→ Work required:
Recast everything from the start of the records down to the line containing "[[290,102],[289,65],[289,61],[257,62],[257,103]]" as a numbered list, with blank lines omitted.
┌─ Given data
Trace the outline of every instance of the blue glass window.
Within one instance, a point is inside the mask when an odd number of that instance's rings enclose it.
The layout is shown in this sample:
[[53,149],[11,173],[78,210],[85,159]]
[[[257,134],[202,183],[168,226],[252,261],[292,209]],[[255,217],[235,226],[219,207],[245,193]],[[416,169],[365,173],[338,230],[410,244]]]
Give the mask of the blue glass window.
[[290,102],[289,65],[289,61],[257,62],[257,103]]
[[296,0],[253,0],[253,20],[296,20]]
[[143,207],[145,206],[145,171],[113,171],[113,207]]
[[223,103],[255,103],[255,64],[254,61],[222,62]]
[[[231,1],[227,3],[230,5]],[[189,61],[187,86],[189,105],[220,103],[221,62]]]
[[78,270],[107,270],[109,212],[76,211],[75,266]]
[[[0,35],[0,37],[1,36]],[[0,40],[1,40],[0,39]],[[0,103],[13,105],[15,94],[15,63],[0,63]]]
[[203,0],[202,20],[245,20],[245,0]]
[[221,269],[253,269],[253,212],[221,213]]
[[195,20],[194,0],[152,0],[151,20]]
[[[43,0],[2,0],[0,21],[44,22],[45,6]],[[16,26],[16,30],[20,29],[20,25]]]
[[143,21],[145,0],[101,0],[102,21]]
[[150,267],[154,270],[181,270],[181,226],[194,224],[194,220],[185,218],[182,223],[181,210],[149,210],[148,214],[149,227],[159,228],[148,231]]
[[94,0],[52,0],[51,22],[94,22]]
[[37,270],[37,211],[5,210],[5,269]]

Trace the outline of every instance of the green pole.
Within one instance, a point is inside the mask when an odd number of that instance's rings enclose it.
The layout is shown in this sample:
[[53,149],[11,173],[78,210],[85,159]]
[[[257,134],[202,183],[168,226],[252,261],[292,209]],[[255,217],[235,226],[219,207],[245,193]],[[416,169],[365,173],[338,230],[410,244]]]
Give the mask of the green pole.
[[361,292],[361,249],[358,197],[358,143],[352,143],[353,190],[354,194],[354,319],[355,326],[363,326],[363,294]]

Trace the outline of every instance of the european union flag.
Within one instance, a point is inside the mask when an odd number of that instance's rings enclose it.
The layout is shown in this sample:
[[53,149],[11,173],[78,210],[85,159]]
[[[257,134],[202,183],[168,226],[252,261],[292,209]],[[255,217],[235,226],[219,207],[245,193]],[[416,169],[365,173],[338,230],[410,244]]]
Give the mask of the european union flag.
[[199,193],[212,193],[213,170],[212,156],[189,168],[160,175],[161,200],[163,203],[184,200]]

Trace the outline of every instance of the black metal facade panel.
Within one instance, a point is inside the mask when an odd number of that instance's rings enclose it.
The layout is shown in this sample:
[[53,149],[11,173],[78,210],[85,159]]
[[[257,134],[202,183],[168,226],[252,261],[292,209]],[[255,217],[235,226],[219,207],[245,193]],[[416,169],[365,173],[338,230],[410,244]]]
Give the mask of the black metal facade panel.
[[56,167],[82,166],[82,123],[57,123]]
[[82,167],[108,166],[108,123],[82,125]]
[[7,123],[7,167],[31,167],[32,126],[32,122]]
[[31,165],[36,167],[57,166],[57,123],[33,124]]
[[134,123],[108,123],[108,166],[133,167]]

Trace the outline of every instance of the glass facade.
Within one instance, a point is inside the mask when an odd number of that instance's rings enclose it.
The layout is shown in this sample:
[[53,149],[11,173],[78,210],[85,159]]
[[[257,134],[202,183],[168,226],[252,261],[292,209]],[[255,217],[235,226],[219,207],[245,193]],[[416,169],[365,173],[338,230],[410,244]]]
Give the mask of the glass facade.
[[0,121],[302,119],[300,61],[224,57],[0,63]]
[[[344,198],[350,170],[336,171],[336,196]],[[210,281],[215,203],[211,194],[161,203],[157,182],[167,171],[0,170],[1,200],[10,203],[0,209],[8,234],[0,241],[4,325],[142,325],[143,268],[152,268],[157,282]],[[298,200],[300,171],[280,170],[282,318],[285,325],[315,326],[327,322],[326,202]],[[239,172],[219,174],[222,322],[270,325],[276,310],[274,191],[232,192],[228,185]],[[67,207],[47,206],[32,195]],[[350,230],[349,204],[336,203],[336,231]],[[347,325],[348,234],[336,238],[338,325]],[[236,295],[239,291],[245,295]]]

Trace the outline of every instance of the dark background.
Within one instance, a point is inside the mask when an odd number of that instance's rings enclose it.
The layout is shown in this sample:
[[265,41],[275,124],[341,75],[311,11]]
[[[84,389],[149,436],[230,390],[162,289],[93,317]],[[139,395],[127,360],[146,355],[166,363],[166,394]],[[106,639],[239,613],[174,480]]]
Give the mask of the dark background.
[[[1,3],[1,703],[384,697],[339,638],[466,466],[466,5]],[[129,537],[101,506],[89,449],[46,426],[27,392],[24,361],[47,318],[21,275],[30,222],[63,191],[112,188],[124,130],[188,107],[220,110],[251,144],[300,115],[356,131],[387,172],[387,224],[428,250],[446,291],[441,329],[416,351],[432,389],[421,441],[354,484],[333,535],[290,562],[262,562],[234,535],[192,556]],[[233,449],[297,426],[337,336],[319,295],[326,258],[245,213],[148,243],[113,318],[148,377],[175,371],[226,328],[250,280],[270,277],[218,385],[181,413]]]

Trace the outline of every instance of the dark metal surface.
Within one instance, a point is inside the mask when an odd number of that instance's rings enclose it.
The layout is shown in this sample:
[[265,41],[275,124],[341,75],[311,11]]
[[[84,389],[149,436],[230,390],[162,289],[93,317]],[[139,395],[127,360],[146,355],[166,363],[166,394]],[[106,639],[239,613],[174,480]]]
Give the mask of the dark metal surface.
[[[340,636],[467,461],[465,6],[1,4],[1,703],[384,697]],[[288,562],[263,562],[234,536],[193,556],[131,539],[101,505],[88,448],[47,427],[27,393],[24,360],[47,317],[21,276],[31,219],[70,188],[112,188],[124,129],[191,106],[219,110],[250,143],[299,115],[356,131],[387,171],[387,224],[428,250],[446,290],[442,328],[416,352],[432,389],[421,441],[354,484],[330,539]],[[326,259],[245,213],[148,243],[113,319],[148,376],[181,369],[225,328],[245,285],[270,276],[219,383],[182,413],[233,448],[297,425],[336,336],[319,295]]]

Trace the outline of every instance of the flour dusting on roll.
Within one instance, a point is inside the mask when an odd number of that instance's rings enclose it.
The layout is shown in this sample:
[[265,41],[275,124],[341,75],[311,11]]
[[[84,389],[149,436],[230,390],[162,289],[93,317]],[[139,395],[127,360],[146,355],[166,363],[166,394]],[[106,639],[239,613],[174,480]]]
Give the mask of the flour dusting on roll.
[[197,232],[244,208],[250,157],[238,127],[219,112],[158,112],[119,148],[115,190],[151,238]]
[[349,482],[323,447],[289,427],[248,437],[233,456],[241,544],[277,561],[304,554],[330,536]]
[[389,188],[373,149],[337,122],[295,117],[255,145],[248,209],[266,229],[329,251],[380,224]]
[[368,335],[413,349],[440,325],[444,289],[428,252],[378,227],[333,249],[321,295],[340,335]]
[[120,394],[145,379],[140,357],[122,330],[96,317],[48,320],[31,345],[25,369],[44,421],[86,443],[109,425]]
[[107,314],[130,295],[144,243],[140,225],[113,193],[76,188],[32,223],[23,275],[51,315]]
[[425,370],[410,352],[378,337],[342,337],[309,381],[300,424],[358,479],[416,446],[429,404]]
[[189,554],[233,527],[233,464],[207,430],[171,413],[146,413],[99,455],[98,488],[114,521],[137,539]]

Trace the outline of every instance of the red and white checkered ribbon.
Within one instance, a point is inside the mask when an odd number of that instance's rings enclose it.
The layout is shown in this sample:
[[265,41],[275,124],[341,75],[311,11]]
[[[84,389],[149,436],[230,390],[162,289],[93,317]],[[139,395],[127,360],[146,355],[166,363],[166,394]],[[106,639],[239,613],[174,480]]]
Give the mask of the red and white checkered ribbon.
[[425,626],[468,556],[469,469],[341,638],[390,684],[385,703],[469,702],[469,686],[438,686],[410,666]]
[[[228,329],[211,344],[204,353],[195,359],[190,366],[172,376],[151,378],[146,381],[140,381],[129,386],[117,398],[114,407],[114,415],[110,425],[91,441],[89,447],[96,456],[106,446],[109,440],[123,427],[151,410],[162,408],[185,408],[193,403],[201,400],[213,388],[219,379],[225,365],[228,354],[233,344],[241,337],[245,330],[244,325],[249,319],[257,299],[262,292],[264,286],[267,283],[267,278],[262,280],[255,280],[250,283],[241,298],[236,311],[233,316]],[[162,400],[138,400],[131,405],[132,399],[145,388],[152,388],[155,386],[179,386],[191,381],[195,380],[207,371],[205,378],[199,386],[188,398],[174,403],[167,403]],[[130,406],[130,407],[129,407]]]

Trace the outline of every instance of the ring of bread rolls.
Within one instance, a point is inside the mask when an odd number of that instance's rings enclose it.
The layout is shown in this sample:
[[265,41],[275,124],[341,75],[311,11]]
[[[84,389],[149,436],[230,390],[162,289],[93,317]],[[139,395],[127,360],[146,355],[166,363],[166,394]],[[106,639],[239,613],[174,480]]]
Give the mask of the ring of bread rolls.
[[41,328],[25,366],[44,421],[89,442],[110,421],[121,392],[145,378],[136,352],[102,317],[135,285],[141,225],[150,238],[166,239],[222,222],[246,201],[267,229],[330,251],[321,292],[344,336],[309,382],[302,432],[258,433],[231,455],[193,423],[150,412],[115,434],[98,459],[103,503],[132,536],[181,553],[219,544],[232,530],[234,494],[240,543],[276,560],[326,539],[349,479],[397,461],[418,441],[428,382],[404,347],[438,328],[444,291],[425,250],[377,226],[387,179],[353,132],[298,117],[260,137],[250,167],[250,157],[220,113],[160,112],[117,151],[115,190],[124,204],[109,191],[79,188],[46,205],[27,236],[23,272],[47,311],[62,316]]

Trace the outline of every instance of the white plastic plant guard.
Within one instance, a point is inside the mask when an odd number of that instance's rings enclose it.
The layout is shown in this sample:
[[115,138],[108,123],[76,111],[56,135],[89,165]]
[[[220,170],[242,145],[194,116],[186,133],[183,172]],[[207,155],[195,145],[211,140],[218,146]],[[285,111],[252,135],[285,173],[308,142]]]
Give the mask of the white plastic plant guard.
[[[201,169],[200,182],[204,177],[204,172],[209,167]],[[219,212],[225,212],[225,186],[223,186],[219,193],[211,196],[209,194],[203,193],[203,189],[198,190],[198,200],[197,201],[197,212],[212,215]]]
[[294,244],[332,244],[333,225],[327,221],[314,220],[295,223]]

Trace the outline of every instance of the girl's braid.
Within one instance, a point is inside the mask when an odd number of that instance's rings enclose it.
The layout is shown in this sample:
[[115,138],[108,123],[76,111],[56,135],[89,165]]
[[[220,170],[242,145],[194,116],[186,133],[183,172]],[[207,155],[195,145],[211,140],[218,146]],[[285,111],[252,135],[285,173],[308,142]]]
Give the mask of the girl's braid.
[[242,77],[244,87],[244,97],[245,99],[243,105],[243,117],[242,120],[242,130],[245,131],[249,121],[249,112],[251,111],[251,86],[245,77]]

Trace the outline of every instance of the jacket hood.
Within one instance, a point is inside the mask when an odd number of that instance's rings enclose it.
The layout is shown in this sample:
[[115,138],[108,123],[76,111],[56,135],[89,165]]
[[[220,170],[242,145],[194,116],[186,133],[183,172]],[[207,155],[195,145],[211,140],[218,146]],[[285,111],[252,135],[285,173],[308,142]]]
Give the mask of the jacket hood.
└─
→ Result of the exercise:
1. Trace the outline of every instance of the blue glass window.
2. Within one instance, a point is inside the mask when an odd number of that instance's rings enclose it.
3. The layout is shown in this sample:
4. [[53,149],[11,173],[78,210],[85,159]]
5. [[[257,134],[202,183],[168,226],[252,261],[292,209]],[[255,217],[235,226],[219,207],[245,193]],[[416,169],[365,173],[338,230],[410,244]]]
6. Give the mask of the blue glass window.
7. [[290,102],[289,65],[289,61],[257,62],[257,103]]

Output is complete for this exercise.